| BRIEF |
Below are the entries; return exactly the line with "Task: list a point for each instance of the railing" and every later line, without anything else.

| Point localization data |

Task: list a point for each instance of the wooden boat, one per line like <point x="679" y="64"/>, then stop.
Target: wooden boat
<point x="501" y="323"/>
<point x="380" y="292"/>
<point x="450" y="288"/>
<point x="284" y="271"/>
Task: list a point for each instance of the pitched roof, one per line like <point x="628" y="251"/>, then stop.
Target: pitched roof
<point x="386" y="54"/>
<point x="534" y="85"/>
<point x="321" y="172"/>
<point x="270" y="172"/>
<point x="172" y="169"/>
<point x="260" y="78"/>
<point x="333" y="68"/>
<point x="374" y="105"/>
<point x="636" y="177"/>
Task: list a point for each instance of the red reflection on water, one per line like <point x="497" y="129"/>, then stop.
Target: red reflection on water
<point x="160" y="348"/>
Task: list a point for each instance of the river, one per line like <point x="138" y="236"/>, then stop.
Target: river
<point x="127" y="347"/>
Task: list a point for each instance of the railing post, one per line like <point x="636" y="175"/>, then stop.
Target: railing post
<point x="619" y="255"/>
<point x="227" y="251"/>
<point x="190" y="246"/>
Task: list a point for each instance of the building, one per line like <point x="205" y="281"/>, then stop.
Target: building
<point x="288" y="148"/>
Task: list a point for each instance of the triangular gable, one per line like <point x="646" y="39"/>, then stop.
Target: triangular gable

| EXERCISE RESPONSE |
Task: list a point for each instance of the railing post, one per line like <point x="636" y="175"/>, then stop.
Target: railing post
<point x="619" y="255"/>
<point x="227" y="251"/>
<point x="190" y="246"/>
Task: list a point for each instance of the building, one per line like <point x="205" y="281"/>, then stop.
Target: building
<point x="288" y="148"/>
Task: list a point for each instance of the triangular gable, one per line like <point x="646" y="39"/>, then stop.
Target: triangular gable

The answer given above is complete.